(Part of a data file)
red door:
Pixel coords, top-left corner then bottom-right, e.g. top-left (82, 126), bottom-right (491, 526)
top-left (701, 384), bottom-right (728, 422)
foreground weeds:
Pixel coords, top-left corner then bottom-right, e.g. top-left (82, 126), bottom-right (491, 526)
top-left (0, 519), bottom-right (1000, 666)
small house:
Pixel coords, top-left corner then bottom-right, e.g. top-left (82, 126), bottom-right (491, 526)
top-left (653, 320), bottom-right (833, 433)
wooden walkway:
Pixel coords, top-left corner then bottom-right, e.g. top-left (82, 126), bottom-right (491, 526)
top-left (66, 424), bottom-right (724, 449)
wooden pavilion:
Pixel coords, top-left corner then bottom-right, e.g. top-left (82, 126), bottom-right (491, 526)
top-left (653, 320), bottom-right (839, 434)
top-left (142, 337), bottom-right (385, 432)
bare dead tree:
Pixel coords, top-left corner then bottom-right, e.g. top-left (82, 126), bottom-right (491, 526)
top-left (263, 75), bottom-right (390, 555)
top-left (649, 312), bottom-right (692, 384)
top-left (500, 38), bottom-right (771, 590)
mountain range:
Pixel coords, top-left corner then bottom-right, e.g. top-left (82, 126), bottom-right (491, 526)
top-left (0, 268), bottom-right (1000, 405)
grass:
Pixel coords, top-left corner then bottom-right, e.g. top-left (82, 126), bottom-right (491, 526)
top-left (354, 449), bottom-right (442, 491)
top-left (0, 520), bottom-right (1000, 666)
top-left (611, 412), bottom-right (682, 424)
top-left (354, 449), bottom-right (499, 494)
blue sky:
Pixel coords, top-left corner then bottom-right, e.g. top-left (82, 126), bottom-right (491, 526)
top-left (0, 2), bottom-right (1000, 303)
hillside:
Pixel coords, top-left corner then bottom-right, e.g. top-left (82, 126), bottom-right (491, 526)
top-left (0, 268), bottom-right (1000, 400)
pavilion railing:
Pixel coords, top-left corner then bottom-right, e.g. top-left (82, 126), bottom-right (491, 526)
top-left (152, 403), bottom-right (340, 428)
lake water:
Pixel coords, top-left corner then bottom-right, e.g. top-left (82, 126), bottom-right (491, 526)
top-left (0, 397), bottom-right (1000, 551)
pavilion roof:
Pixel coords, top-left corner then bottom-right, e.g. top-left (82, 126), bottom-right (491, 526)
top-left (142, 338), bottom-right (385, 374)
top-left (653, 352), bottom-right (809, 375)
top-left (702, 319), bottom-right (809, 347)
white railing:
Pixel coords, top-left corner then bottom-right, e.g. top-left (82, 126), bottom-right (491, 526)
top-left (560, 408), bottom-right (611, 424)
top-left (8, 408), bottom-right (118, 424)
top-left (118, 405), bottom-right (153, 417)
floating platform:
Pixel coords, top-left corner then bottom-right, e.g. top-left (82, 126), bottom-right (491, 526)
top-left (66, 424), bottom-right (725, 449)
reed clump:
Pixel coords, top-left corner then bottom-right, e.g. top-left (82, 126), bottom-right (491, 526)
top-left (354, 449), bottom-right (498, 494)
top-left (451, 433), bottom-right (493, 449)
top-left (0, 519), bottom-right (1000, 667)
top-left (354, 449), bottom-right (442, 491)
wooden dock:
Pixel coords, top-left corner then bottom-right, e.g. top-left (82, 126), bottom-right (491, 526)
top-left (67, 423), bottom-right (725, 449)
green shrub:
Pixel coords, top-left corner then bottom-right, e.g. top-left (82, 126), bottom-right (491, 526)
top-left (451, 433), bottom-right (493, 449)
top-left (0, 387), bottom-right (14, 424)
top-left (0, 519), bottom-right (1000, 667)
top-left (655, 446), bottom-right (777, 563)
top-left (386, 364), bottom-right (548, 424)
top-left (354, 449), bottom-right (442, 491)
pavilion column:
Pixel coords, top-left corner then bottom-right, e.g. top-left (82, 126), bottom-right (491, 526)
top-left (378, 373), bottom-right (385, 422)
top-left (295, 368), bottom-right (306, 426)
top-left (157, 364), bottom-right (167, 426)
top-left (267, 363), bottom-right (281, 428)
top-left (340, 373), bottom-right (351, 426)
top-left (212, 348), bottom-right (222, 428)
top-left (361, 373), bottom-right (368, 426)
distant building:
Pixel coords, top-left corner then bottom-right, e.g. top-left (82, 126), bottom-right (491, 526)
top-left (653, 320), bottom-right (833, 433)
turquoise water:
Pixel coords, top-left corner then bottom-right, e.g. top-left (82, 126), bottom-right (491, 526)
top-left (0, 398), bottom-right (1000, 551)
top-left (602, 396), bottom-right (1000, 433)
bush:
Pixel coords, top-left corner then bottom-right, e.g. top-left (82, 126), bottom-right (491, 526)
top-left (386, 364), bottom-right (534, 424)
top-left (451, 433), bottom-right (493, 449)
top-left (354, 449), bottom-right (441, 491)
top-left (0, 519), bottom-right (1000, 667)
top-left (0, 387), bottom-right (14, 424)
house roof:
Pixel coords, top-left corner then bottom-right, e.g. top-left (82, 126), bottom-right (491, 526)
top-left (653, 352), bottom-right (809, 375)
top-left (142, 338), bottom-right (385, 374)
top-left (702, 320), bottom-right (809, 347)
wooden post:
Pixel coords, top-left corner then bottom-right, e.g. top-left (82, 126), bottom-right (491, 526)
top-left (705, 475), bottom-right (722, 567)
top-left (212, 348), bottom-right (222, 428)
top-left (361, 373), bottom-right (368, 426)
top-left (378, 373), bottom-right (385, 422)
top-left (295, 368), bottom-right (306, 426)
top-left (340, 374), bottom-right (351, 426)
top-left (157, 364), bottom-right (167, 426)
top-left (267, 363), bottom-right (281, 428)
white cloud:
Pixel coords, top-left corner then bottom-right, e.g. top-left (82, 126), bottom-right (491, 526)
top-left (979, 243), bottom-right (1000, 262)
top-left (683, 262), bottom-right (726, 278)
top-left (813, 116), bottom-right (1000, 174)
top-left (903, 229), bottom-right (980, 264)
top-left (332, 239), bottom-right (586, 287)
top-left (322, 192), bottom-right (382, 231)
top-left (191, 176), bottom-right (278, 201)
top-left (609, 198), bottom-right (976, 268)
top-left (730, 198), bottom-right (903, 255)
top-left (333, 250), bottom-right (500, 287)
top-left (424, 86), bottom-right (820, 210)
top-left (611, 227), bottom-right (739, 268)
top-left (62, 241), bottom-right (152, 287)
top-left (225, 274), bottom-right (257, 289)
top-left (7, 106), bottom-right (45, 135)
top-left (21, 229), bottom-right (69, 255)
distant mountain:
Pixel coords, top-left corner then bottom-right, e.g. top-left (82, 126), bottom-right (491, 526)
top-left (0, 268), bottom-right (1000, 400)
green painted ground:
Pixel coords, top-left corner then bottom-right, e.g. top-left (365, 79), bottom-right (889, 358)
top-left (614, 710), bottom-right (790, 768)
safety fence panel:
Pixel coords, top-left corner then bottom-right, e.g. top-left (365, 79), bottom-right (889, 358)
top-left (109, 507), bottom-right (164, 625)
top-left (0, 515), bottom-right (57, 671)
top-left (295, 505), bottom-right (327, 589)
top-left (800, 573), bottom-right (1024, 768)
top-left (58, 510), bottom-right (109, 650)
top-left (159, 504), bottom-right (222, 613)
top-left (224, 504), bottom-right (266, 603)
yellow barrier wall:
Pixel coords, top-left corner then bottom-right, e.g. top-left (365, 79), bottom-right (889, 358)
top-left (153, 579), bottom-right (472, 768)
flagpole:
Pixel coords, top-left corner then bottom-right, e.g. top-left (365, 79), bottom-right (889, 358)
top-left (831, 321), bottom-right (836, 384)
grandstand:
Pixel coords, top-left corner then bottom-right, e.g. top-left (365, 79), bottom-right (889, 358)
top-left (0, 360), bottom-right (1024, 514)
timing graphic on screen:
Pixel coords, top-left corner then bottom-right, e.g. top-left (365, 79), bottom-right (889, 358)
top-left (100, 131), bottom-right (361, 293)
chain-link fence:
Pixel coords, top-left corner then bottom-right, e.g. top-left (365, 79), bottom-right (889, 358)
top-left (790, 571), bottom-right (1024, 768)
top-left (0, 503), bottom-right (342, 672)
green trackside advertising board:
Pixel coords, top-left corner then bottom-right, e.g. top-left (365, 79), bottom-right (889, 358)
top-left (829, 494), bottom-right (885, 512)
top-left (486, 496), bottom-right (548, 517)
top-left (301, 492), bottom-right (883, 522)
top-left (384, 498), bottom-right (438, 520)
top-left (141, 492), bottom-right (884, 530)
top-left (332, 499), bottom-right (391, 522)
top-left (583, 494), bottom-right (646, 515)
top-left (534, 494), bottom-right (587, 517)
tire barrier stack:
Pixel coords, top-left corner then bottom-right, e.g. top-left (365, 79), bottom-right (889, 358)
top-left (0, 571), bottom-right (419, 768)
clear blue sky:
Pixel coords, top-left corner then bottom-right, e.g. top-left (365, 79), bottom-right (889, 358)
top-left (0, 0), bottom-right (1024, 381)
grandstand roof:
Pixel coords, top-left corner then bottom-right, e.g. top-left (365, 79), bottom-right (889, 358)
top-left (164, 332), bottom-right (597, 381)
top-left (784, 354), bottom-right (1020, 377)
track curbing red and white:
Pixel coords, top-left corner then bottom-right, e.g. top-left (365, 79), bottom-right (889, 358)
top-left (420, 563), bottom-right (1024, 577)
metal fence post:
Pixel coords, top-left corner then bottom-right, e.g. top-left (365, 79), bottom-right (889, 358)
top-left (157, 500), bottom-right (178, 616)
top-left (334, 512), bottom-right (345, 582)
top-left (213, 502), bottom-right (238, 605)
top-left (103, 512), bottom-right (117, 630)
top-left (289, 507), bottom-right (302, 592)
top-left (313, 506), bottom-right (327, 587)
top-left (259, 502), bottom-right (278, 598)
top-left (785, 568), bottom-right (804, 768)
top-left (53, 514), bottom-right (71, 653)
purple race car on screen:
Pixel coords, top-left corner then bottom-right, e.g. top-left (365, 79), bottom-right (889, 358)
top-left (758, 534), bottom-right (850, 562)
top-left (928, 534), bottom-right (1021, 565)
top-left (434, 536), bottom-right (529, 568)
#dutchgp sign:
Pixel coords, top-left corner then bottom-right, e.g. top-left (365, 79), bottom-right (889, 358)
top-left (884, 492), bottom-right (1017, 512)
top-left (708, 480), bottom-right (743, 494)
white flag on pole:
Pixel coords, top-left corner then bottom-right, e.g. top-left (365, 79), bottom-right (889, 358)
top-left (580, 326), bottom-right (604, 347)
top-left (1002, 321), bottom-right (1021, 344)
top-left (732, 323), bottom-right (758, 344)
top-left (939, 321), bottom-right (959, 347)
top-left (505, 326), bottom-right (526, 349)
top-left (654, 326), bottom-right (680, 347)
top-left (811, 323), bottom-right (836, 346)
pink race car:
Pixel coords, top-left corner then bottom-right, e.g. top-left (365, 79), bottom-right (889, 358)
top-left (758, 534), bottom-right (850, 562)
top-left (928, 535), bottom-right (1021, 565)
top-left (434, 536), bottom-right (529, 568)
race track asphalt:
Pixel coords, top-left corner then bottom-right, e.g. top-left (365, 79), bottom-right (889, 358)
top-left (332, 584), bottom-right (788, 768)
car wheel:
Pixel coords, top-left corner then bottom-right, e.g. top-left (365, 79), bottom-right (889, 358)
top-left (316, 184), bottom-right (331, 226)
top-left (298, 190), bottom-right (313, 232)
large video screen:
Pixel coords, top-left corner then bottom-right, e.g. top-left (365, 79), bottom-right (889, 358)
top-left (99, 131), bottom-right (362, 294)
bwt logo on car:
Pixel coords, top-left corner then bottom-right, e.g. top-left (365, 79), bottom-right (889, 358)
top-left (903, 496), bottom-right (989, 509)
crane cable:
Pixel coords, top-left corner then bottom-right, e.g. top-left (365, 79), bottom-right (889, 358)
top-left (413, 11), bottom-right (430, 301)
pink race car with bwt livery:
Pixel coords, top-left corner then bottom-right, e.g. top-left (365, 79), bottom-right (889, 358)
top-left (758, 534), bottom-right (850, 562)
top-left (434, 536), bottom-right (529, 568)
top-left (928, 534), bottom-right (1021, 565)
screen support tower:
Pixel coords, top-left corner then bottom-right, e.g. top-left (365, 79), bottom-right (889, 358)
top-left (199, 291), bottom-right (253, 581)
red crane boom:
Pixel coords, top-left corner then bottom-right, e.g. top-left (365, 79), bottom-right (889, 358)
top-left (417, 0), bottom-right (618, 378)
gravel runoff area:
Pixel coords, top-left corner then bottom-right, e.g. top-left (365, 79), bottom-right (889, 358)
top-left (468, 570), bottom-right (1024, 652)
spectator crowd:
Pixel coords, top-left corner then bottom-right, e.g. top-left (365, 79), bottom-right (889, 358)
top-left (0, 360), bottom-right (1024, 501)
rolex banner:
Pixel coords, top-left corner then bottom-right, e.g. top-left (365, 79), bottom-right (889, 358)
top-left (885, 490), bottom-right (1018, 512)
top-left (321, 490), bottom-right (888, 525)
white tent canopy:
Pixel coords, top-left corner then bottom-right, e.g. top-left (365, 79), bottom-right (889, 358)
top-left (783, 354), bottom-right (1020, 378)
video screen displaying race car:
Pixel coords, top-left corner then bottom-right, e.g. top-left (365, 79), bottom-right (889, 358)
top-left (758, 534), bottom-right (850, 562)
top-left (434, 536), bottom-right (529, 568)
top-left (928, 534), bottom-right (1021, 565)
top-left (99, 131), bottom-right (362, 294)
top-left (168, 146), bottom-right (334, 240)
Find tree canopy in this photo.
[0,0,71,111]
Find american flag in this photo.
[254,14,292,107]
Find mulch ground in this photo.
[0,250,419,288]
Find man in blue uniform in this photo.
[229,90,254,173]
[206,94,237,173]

- _Written task_
Express the lines of the listing as a JSON list of strings, one string per line, from the start of the listing through the line containing "top-left (0, 519), bottom-right (1000, 666)". Leave out any blank lines.

- _Task solution_
[
  "red door:",
  "Pixel coords, top-left corner then bottom-right, e.g. top-left (82, 126), bottom-right (491, 526)",
  "top-left (701, 384), bottom-right (728, 422)",
  "foreground weeds:",
  "Pixel coords, top-left corner then bottom-right, e.g. top-left (82, 126), bottom-right (491, 526)",
  "top-left (0, 519), bottom-right (1000, 666)"
]